● **Given task**:
Copy every line of the records below, text included, but multiply each coordinate in the answers by 1.1 and round it to a whole number, rounding halves up. Leave the pictures out of your answer.

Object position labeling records
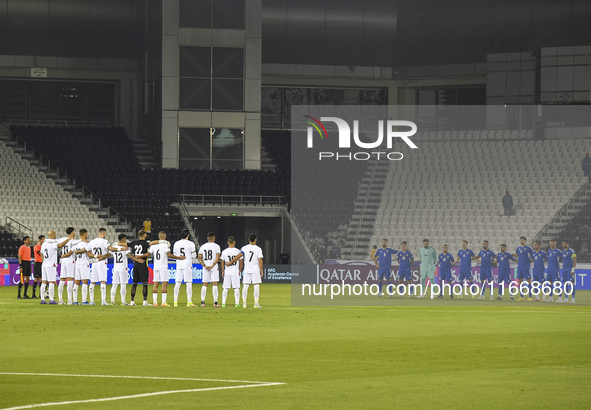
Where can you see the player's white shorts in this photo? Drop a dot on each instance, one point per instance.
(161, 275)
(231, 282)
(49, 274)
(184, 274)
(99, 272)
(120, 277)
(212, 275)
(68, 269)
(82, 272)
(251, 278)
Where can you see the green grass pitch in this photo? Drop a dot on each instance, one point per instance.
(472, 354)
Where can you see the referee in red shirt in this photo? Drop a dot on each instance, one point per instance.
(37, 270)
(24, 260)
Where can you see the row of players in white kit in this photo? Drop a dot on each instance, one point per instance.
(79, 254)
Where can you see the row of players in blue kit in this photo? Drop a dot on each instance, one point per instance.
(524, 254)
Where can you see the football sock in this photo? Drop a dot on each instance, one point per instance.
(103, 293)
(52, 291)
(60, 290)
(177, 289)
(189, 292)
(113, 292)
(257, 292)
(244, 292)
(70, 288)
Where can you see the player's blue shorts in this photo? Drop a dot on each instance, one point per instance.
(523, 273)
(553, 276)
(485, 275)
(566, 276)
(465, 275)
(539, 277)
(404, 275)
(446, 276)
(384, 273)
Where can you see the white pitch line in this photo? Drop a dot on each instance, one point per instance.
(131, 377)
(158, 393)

● **Task output**:
Where can you see the player's white shorts in this photo? Drop a dot on each instance, one point per instance.
(177, 303)
(254, 310)
(54, 301)
(202, 301)
(109, 299)
(132, 305)
(233, 303)
(75, 296)
(90, 299)
(276, 306)
Where can you see the green grass pitch in this photo? Drop a dot on each instance, one point per instance.
(519, 389)
Where can you see the referee in red shirt in this photo? Drop a dot on each instance, one point per instance.
(41, 297)
(26, 286)
Where can you see the row of players in white kit in this photo? Drop a dot on each instance, one point per instance.
(87, 279)
Where can you see the row of players in blue kit in this photo? Drop a dot on each instance, one point per instance.
(576, 279)
Where can you see the football sock in this photo? Drop a dot on each instance, one point per instance.
(113, 322)
(57, 320)
(66, 319)
(195, 318)
(208, 321)
(124, 321)
(283, 321)
(268, 321)
(77, 317)
Where can you see the player's blue shorts in this photo? Drop a dot on each instance, one point per instance.
(575, 300)
(608, 304)
(534, 303)
(623, 304)
(512, 303)
(593, 305)
(444, 303)
(491, 304)
(422, 300)
Where can you see the white pitch line in this photo? Drop a dot on each instance, one point per instance.
(144, 415)
(174, 432)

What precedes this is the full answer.